═══ DATA SUPPLIED ═══
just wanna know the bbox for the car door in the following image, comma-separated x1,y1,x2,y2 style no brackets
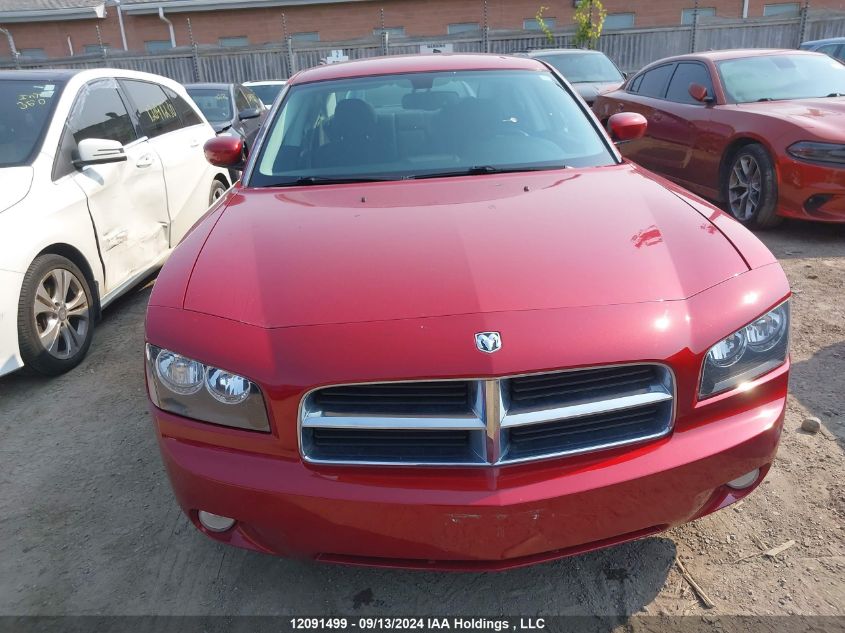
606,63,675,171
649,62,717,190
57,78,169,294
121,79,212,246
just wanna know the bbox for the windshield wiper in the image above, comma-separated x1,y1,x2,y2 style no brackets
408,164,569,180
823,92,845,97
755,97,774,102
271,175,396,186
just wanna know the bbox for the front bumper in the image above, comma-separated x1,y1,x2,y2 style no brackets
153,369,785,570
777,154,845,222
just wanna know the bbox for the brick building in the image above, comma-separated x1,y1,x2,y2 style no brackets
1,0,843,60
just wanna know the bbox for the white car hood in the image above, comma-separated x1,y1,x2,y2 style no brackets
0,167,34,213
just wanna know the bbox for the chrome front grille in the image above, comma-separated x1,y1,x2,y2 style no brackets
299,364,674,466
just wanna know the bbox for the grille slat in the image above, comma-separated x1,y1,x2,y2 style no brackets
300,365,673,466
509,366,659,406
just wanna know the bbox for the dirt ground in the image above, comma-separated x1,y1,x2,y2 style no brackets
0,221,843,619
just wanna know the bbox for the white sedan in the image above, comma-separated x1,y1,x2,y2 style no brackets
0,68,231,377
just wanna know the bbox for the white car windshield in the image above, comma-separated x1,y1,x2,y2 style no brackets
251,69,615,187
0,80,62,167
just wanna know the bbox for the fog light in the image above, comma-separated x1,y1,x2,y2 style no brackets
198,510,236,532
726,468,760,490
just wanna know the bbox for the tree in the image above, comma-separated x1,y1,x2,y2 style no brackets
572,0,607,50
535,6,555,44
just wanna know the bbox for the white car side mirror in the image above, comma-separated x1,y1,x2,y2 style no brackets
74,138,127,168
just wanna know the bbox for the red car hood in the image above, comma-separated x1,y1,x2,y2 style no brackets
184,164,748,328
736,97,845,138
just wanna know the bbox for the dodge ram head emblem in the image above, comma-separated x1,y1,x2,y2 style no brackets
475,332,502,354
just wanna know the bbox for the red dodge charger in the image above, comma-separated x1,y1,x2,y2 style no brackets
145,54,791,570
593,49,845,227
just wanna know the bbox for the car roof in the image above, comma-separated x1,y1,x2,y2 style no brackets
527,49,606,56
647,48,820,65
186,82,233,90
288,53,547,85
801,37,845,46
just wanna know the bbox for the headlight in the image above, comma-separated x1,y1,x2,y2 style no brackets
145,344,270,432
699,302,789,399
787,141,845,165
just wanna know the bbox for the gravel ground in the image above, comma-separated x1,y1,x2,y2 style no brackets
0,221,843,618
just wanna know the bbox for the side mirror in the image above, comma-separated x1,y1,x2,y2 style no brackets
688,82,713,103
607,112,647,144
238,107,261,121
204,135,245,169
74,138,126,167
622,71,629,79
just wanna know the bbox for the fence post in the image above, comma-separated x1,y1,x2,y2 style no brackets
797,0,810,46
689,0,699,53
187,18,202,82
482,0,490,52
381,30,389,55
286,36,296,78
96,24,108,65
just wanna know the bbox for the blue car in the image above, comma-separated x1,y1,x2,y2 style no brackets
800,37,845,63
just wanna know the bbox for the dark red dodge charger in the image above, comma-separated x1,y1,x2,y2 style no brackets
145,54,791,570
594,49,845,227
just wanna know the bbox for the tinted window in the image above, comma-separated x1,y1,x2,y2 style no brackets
═══
EXERCISE PROMPT: Produce the data again character for character, with the images left out.

RESULT OF THIS TASK:
just wanna know the bbox for the car door in the following image, comma-separated x1,y1,x2,y2 style no brackets
606,63,675,171
649,62,717,190
57,78,169,294
121,79,212,246
just wanna know the bbox for the windshield wiper in the image above, comma-separated x1,y1,x2,y2 style no brackets
408,164,569,180
823,92,845,97
755,97,774,102
271,175,396,186
just wanna know the bbox for the front bumper in the image above, comma-separated x1,y1,x2,y2 style no brackets
153,369,785,570
777,154,845,222
just wanna know the bbox for the brick building in the image above, comma-separated x1,y1,x2,y2 style no brackets
1,0,843,60
just wanna know the bbox for the white car hood in the image above, comma-separated x1,y1,x2,y2 style no brackets
0,167,34,213
just wanna know the bbox for the chrome front grille in the image above, comma-separated x1,y1,x2,y2 style no brackets
299,364,674,466
just wanna know the bbox for the grille slat in the image above, comma-separated x1,y1,x2,y2 style no brackets
300,365,673,466
509,366,659,406
just wanna know the bbox for the dirt ground in the image above, comma-separated x1,y1,x2,y2 style no brackets
0,221,843,619
just wanna know the bbox for the white sedan in the image above, comma-separated x1,y1,x2,y2 style no brackets
0,68,231,377
just wanna know the bbox for the white car windshield in the image above, comma-separated x1,y1,x2,y2 style no brackets
251,69,615,187
0,80,62,167
just wanna know the bbox for the fog light in the image above, comma-separated x1,y1,x2,y2 style no brackets
198,510,236,532
726,468,760,490
just wanna know the bbox for the tree in the image above, comma-separated x1,y1,x2,y2 style no brackets
572,0,607,50
535,6,555,44
just wanna know the bbox for the white car side mirror in the image above, comma-separated x1,y1,x2,y2 style no brackets
74,138,127,168
just wanna know the bbox for the red car hood in the image above, comma-separated x1,y1,x2,y2 style no brackets
184,164,748,328
736,97,845,138
just wanna know the bbox for the dodge ram head emblem in the image above, comma-separated x1,y1,x2,y2 style no brackets
475,332,502,354
just wanna know the bbox for the red dodge charger in the image above, comma-separated x1,y1,x2,y2 style no brackets
145,54,791,570
593,49,845,227
just wanna know the bbox for the car roof in the image above, comma-separated x1,y1,x2,y2 style no brackets
527,49,606,56
647,48,820,65
186,82,233,90
288,53,547,85
801,37,845,46
just wanna know the bbox for the headlight in the image above, comma-separated x1,y1,x2,y2 style no brackets
145,344,270,432
699,302,789,399
787,141,845,165
just wanna know the bbox for the gravel ground in the image above, comma-separated x1,y1,x2,y2 style no brackets
0,221,843,618
just wanna know the bbox for the side mirror in the image above, comma-separated x1,y1,x2,y2 style no brackets
688,82,713,103
607,112,647,144
238,107,261,121
204,135,245,169
74,138,126,167
622,71,629,79
just wanna know the bbox for the fence post in the image above, comma-separated x1,y1,x2,y2 style no brackets
797,0,810,46
689,0,699,53
187,18,202,82
482,0,490,52
381,30,389,55
286,36,296,78
96,24,108,65
just wanna know the bbox for the blue car in the image above, comma-separated x1,y1,x2,y2 style no brackets
800,37,845,63
just wanna know the bbox for the dark red dodge charger in the image above, comma-separated x1,y1,x2,y2 style no brackets
145,54,791,570
594,49,845,227
just wanna know the bbox for the tinted window in the image above, comma-separated x1,y1,x2,y2 style no brackets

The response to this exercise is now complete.